-- Work required --
The data are to be restated in full, exactly as presented.

(Entries provided begins)

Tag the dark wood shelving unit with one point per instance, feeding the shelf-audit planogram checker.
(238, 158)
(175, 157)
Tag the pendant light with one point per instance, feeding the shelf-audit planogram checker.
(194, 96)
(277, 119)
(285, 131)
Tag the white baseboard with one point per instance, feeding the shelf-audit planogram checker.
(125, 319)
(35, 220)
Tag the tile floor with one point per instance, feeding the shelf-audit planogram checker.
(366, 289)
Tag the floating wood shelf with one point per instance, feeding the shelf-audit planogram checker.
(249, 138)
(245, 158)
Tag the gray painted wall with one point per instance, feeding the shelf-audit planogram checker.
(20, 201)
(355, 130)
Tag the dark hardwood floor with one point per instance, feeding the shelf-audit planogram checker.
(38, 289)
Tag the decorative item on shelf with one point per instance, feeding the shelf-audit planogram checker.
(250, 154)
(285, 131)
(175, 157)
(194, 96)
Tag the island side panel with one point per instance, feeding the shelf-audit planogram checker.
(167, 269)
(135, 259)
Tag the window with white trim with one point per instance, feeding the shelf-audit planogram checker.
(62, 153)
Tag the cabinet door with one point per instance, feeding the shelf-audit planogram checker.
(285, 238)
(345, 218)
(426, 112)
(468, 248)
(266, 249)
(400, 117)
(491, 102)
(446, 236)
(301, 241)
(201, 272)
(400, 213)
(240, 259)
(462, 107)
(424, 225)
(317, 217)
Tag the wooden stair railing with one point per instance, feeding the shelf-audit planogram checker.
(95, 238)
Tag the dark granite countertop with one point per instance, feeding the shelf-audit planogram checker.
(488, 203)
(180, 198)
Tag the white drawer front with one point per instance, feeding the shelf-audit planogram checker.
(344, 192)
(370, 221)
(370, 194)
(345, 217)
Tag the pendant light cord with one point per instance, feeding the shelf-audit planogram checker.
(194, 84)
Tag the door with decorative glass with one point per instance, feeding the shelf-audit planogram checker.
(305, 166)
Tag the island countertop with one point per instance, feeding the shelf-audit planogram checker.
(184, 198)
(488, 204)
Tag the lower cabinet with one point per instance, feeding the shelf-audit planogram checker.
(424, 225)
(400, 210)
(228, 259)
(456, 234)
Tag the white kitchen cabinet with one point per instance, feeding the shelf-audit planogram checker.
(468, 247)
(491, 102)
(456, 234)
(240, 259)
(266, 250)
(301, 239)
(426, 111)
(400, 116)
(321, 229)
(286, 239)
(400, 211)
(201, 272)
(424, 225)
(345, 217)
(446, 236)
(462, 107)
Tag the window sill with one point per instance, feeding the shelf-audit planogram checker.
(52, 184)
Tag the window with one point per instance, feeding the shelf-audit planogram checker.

(Entries provided ends)

-- Result below --
Tag the dark wood shelving unit with one point per instance, feeding the shelf-audit planogram checker.
(238, 158)
(175, 157)
Tag the pendant light with one point per instance, feeding the shelf-audit planogram checker.
(194, 96)
(277, 119)
(285, 131)
Tag the white baseboard with one point per instance, feeding the shelf-audit planogram checker.
(125, 319)
(35, 220)
Tag the tile floor with one point per instance, feeding the shelf-audit planogram checker.
(366, 289)
Tag the floating wood shelf with one point per instance, feeding the shelf-audit planogram checker.
(249, 138)
(245, 158)
Tag the gray painted wall with one point per instance, feeding the shelf-audit planogram checker.
(20, 201)
(355, 130)
Tag the dark hardwood floor with one point per instance, feeding the shelf-audit planogram checker.
(38, 289)
Tag the decorative item on shelf with one point per instance, feeding the shelf-audit planogram checker.
(250, 154)
(285, 131)
(175, 157)
(194, 96)
Tag the island side panel with one point per instance, feeding the shelf-audit planogram checker.
(167, 269)
(135, 259)
Tag the window with white trim with one point per instance, feeding the shelf-audit planogram checker.
(62, 153)
Tag the cabinet door with one point per instance, feeding the shelf-audit planogram checker.
(285, 238)
(345, 218)
(426, 112)
(468, 248)
(266, 249)
(400, 117)
(491, 102)
(446, 236)
(301, 241)
(201, 272)
(400, 213)
(240, 259)
(462, 107)
(424, 225)
(317, 217)
Tag the wooden stair railing with one point per instance, feeding the shelf-audit planogram checker.
(95, 238)
Tag the dark granite countertop with one point per instance, feeding the shelf-audit planogram checker.
(488, 203)
(180, 198)
Tag the white drawer front with one point per instance, feeding the shelf-audit planogram checker.
(344, 192)
(370, 221)
(370, 194)
(345, 217)
Tag the pendant light cord with one point per instance, feeding the shelf-audit planogram checker.
(194, 84)
Tag the door with decorative glass with one point per instance, feeding the shelf-audit planogram checker.
(305, 166)
Tag the island countertop with one point per instance, feeding the shelf-audit planogram checker.
(184, 198)
(488, 204)
Tag the lower cabinet with one point per instance, feeding the shelf-audit planogram checker.
(424, 225)
(400, 210)
(228, 259)
(456, 234)
Tag the white kitchen cabinet with one point per instance, feeding the shelf-audit planogram checker.
(468, 247)
(491, 102)
(456, 234)
(240, 259)
(266, 250)
(301, 239)
(426, 111)
(400, 116)
(321, 229)
(286, 239)
(400, 211)
(201, 272)
(424, 225)
(345, 217)
(446, 236)
(462, 107)
Tag the window sill with one point per instance, feeding the shelf-audit planogram checker.
(52, 184)
Tag the window with one point per instance, feeding the shelf-audit planogram checker.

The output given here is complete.